[SELECTED PASSAGE Boundary: Start]
The most common symptom of uterine cancer is abnormal vaginal bleeding. This includes a change in menstruation: heavier periods, periods that last longer or periods that occur more often than normal, bleeding between periods or bleeding after menopause, unusual vaginal discharge (this can be a watery, pink or dark bloody discharge).
See your GP or a gynaecologist if you notice any changes or experience any persistent symptoms that worry you. Any changes should ALWAYS be investigated.
Uterine Cancer – Risk Factors
There is no definitive way to know for sure if you will get uterine cancer. Some people get it without being at high risk. However there are several factors that may increase the possibility that you will develop uterine cancer, including:
- Age. People over the age of 50 are more at risk, BUT this cancer does not discriminate and people of all ages can develop uterine cancer.
- Being overweight or obese. Fat tissues tend to produce higher levels of estrogen, particularly after menopause, which increases the endometrial cancer risk for older people.
- Having been diagnosed with breast or ovarian cancer in the past
- Having been diagnosed with endometrial hyperplasia in the past
- Treatment with radiation therapy to the pelvis to treat another cancer
- Taking estrogen medication by itself (without progesterone) for hormone replacement during menopause.
- Taking tamoxifen, a drug used to treat certain types of breast cancer. People who are treated with the breast cancer drug tamoxifen have an increased risk of developing this disease.
- Have close family members who have had uterine, colon, or ovarian cancer.
- Things that affect hormone levels, for example taking estrogen medication after menopause, birth control pills, or tamoxifen
- Increased number of menstrual cycles. People who have had more menstrual cycles in their lifetime have an increased endometrial cancer risk. This includes those who started their periods before age 12 and who went through menopause after age 50.
- No prior pregnancies. Researchers are investigating why pregnancy seems to reduce the risk of endometrial cancer. During pregnancy, a person’s hormonal balance shifts, with her body producing more progesterone and less estrogen.
- Irregular menstrual cycles and infertility also may cause imbalances in estrogen and progesterone levels, which may increase the risk of endometrial cancer.
If one or more of the above are true for you, it does not mean you will get uterine cancer, but you should speak with your doctor to see if he or she recommends more frequent screening or monitoring.
[SELECTED PASSAGE Boundary: End]
*TASK INSTRUCTIONS:*
a – Decide whether each statement agrees with the uterine cancer text. For each, answer yes or no and quote the words from the text that decide it.
(i) Only people over 50 can develop uterine cancer.
(ii) Fat tissues tend to produce higher levels of estrogen.
(iii) Starting periods before age 12 is part of a factor linked to increased endometrial cancer risk.
b – Write a continuation of the uterine cancer text, starting after its final sentence.
These records have no connection to the uterine cancer text.
[GIVEN DATA Boundary: Start]
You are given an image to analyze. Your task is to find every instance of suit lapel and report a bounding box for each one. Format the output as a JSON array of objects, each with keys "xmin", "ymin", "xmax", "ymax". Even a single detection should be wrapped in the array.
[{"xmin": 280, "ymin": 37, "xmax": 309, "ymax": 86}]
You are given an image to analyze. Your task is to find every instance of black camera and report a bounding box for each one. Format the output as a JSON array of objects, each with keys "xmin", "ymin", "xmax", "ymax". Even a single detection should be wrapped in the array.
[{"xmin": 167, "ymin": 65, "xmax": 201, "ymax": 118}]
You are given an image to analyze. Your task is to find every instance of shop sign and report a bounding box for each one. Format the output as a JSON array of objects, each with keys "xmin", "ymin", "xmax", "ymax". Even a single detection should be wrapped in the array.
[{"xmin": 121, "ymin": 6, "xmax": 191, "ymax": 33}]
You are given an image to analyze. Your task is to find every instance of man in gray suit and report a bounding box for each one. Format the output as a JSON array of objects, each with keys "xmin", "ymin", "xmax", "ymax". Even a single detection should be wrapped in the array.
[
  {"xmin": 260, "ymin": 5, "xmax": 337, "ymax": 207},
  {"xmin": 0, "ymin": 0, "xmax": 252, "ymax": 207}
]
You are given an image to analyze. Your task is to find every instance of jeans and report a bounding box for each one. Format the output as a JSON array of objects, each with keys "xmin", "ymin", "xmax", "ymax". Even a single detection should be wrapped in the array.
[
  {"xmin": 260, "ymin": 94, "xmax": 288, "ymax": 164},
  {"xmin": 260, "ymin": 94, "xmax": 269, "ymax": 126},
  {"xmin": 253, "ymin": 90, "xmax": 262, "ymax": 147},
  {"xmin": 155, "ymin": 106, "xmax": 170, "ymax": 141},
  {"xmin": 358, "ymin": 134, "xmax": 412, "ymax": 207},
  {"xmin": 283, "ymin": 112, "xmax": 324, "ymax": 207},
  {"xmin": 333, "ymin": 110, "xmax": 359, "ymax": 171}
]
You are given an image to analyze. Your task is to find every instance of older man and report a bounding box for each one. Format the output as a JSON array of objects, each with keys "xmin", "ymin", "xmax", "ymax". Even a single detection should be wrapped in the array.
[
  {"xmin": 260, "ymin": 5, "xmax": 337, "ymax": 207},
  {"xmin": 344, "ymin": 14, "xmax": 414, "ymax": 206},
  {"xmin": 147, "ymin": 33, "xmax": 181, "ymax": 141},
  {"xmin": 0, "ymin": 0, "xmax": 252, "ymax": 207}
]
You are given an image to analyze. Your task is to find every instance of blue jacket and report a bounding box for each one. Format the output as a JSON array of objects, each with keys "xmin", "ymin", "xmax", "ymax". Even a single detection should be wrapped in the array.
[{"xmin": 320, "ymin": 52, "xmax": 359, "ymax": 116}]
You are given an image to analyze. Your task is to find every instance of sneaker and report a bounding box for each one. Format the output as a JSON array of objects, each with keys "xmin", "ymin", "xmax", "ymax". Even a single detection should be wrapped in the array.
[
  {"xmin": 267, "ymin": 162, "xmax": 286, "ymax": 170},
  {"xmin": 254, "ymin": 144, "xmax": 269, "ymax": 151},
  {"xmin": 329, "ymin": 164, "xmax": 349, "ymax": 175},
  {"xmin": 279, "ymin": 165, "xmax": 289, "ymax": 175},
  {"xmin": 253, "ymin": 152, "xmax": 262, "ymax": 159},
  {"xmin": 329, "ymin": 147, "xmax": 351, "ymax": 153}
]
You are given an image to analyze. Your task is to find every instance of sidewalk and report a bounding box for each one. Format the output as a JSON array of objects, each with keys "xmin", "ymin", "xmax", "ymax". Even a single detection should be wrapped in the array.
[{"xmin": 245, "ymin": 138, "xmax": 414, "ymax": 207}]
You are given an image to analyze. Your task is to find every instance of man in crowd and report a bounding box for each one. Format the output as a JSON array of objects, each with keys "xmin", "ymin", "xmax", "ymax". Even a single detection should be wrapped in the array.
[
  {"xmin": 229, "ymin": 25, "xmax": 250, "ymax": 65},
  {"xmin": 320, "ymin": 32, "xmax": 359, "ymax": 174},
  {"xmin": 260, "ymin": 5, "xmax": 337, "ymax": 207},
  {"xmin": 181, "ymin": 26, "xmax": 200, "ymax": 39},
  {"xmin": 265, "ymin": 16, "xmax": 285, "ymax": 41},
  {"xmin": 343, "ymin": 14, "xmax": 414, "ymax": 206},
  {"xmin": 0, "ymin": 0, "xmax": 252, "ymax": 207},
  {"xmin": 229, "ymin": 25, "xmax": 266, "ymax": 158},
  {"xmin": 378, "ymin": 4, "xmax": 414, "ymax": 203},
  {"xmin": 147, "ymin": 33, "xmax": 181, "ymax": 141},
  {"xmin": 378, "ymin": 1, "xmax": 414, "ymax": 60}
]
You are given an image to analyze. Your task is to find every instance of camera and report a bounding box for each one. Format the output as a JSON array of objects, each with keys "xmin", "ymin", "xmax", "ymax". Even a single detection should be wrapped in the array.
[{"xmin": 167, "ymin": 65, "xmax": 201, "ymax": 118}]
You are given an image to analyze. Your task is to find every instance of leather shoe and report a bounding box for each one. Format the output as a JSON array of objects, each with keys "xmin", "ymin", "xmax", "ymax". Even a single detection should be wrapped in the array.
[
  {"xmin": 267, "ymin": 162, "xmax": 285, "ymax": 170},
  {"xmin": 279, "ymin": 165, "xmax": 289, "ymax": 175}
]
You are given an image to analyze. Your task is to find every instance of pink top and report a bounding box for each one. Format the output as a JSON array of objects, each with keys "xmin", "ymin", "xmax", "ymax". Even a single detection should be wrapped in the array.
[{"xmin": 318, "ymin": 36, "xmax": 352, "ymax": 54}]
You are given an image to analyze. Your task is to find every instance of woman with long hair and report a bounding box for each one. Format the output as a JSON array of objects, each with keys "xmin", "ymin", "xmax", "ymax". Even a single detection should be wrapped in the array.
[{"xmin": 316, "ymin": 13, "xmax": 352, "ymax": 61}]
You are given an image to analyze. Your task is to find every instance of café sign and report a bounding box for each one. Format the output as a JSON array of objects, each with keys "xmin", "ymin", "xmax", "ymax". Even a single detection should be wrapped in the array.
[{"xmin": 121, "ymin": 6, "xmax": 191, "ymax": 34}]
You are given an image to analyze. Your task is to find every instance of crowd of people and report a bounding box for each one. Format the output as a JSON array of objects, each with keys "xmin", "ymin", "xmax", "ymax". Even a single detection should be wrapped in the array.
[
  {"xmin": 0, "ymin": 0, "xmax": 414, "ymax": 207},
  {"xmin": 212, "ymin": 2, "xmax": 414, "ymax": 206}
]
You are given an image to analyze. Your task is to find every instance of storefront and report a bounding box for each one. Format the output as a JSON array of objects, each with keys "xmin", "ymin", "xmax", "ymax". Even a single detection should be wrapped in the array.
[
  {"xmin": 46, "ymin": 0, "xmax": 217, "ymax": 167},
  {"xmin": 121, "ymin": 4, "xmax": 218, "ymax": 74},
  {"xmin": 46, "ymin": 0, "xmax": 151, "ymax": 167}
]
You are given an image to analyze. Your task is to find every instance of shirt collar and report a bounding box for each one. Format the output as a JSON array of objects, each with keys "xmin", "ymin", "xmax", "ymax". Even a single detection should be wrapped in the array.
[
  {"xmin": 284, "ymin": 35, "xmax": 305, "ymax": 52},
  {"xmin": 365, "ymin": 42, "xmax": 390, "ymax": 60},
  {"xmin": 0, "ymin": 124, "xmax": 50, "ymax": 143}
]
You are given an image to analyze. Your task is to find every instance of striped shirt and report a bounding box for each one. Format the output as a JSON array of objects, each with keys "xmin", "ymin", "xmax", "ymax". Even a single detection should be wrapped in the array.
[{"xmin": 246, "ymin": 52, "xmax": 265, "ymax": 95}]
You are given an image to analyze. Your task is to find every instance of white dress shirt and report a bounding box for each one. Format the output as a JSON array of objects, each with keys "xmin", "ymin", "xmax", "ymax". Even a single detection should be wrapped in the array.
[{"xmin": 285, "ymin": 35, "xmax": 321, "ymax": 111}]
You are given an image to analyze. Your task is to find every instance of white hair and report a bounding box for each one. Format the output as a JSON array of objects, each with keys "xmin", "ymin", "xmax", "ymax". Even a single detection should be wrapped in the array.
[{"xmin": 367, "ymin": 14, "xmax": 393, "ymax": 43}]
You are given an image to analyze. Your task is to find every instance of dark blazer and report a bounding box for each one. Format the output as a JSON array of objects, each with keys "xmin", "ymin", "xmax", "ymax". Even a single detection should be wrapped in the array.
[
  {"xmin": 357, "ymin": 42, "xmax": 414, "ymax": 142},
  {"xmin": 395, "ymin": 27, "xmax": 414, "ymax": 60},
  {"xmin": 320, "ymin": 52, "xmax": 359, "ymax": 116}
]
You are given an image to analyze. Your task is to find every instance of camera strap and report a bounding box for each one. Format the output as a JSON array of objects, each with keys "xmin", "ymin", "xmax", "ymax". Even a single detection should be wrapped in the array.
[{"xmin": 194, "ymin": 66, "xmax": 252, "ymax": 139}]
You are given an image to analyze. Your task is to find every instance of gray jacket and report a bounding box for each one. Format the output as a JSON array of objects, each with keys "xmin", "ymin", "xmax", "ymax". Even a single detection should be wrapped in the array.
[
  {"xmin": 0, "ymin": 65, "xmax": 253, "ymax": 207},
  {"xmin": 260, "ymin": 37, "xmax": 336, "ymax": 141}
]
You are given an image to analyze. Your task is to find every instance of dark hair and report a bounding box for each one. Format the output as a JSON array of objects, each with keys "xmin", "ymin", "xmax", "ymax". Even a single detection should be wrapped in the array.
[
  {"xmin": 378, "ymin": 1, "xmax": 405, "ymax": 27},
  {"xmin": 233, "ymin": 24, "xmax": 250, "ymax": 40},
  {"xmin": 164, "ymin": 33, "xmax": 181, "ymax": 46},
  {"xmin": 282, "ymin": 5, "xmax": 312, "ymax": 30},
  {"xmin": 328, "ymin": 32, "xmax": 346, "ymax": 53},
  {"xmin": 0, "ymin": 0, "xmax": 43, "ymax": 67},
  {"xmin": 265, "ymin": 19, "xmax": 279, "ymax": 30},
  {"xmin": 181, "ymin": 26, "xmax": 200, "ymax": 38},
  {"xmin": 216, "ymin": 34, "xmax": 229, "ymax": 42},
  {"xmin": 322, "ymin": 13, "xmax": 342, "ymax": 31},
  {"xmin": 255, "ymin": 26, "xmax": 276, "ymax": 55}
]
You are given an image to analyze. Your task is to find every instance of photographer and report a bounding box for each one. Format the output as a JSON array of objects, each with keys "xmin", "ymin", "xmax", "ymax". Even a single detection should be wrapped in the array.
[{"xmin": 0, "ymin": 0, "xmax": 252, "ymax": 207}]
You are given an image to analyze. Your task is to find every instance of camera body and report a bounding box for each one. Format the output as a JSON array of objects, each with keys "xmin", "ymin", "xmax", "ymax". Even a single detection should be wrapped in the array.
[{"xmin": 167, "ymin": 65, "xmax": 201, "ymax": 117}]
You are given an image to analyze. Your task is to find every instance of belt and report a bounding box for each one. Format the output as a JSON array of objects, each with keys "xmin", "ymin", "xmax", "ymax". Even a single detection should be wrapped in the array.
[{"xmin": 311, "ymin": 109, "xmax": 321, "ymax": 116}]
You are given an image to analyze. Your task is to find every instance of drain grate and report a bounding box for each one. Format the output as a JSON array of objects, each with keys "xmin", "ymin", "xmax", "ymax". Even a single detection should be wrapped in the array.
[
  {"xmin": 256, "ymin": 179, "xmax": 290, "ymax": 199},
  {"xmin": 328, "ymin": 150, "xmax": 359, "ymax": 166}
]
[GIVEN DATA Boundary: End]
*ANSWERS TO THE EXERCISES:*
a –
(i) No: "people of all ages can develop uterine cancer."
(ii) Yes: "Fat tissues tend to produce higher levels of estrogen"
(iii) Yes: "This includes those who started their periods before age 12"

b –
Never feel silly about going to talk to a health professional about any concerns you have around your health. It’s your body you know it better than anyone else! What’s normal for one person does not mean normal for the next.
Uterine Cancer – Treatment
Uterine cancer is treated by one or a combination of treatments including surgery, radiation therapy, chemotherapy, and hormone therapy.
Combinations of treatments are often recommended, but they depend on the stage and characteristics of the cancer.
Uterine Cancer – Stages
All cancers are given a ‘stage’. The stage indicates the size of the tumour and the extent of its spread throughout the body. Uterine cancer may be given the following stages:
Stage 1 cancers are the easiest to treat.
1A means that the cancer may have grown into the muscle wall (myometrium) of the uterus, but no more than halfway.
1B means the cancer has grown halfway or more into the muscle wall of the uterus.
Stage II – Cancer of the Uterus
This means the cancer has spread to the cervix.
Stage III – Cancer of the Uterus
This stage means the cancer has spread further. There are three categories of stage 3 uterine cancer:
3A means the cancer has grown into the ovaries.
3B means the cancer has spread into the vagina or into the tissues surrounding the uterus.
3C means the cancer has spread to nearby lymph glands.
This stage means that the cancer has spread to another body organ. There are two categories of stage 4 cancer of the uterus:
4A means the cancer has spread to the bowel and bladder.
4B means the cancer has spread to other organs that are further away, such as lungs, liver, bones or brain.
I believe I have these symptoms – what next?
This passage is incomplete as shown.